▶ Ausgangstext:
☆ ☆ ☆ ☆ ☆ ☆ ☆
DAS BERUFLICHE SELBSTVERSTÄNDNIS IM SANITÄTSDIENST IM HISTORISCHENUND ETHISCHEN KONTEXT

Aus dem Zentrum für Militärgeschichte und Sozialwissenschaften der Bundeswehr (Kommandeur: Oberst Dr. Hans-Hubertus Mack)



R. Vollmuth

Das „berufliche Selbstverständnis im Sanitätsdienst“ rückt angesichts der Einsatzszenarien seit einigen Jahren verstärkt in den Fokus. Allzu oft erfolgt jedoch eine Reduzierung auf die Frage, wie weit der Waffengebrauch und die Einbindung in allgemeinmilitärische Aufgaben gehen dürfen, was dem Thema insgesamt nicht gerecht wird. Im folgenden Beitrag werden deshalb verschiedene Facetten beleuchtet und in einen historischen bzw. medizinethischen Kontext gestellt, wobei dem ideellen Hintergrund des humanitären Völkerrechts besondere Bedeutung zukommt. Diese Kontextualisierung soll dazu beitragen, die anstehenden Probleme schärfer und mehrdimensionaler erfassen und die sich stellenden Fragen dezidierter formulieren zu können.

Arztbild und Arzt-Patient-­Verhältnis
Das berufliche Selbstverständnis ist nicht nur intrinsisch motiviert, sondern kommt auch an der Betrachtung extrinsischer Faktoren nicht vorbei: Eine wesentliche Grundlage für die Begründung und Umsetzung des beruflichen Selbstverständnisses ist das vorherrschende Arztbild, das einem historischen Wandel unterliegt, vor allem auch in den zurückliegenden Jahrzehnten. Waren das Arztbild und das Arzt-Patient-Verhältnis zur Zeit des Aufbaus der Bundeswehr noch eindeutig vom Paternalismus geprägt, so hat sich dieses Verhältnis unter Zugrundelegung einer gestärkten Selbstbestimmung in unserer Gesellschaft und damit auch der Patientenautonomie zu einer partnerschaftlichen Beziehung gewandelt.
☆ ☆ ☆ ☆ ☆ ☆ ☆
▶ Gegebene Zeilen:
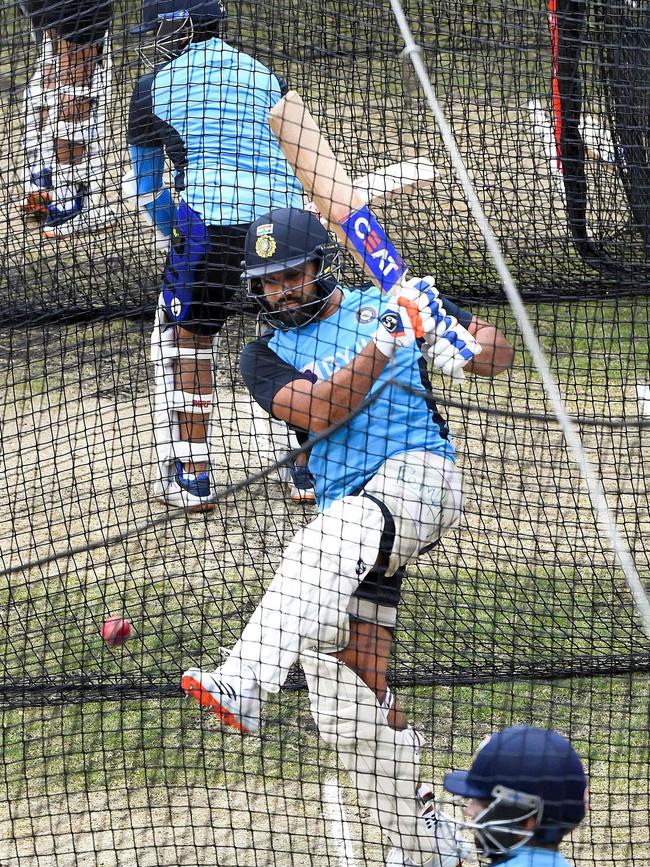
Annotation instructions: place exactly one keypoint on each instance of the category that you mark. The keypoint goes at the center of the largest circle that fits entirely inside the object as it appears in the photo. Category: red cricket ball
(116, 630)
☆ ☆ ☆ ☆ ☆ ☆ ☆
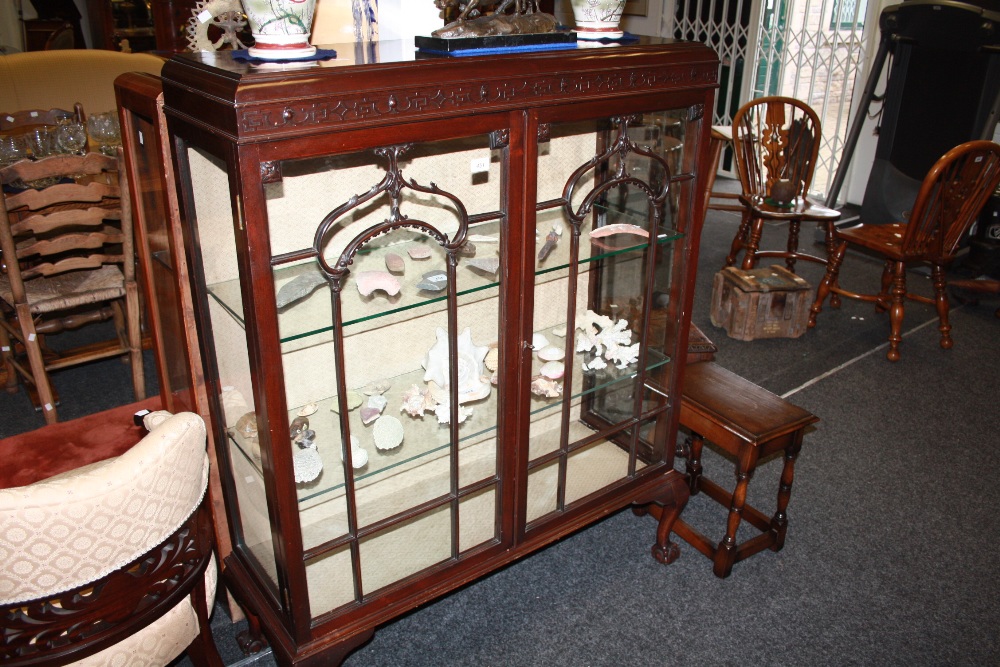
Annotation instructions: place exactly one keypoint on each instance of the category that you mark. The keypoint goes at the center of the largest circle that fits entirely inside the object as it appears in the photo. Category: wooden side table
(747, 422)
☆ ☆ ☆ ☆ ☆ ☆ ☆
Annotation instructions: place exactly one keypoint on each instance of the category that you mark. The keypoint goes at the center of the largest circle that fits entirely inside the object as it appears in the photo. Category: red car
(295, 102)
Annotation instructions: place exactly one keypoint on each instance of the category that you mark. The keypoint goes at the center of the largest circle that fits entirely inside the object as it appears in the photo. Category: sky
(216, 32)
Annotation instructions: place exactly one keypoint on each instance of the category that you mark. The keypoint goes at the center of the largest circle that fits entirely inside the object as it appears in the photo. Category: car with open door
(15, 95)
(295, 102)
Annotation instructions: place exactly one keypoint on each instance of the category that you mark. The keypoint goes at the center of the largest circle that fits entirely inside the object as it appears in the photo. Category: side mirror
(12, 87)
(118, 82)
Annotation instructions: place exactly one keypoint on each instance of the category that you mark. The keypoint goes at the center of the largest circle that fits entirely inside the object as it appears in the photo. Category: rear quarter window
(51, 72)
☆ ☆ ☆ ☆ ☆ ☆ ☆
▶ Aufgaben:
A. Wovon waren das Arztbild und das Arzt-Patient-Verhältnis laut dem Ausgangstext zur Zeit des Aufbaus der Bundeswehr geprägt?
B. Geben Sie den Abschnitt des Ausgangstexts wortgetreu wieder, beginnend mit „R. Vollmuth“ und weiter bis einschließlich „formulieren zu können.“.
Die Zeilen sind eigenständiges Material und gehören nicht zum Ausgangstext.

▶ Ergebnisse:
A. Sie waren eindeutig vom Paternalismus geprägt.

B.
R. Vollmuth

Das „berufliche Selbstverständnis im Sanitätsdienst“ rückt angesichts der Einsatzszenarien seit einigen Jahren verstärkt in den Fokus. Allzu oft erfolgt jedoch eine Reduzierung auf die Frage, wie weit der Waffengebrauch und die Einbindung in allgemeinmilitärische Aufgaben gehen dürfen, was dem Thema insgesamt nicht gerecht wird. Im folgenden Beitrag werden deshalb verschiedene Facetten beleuchtet und in einen historischen bzw. medizinethischen Kontext gestellt, wobei dem ideellen Hintergrund des humanitären Völkerrechts besondere Bedeutung zukommt. Diese Kontextualisierung soll dazu beitragen, die anstehenden Probleme schärfer und mehrdimensionaler erfassen und die sich stellenden Fragen dezidierter formulieren zu können.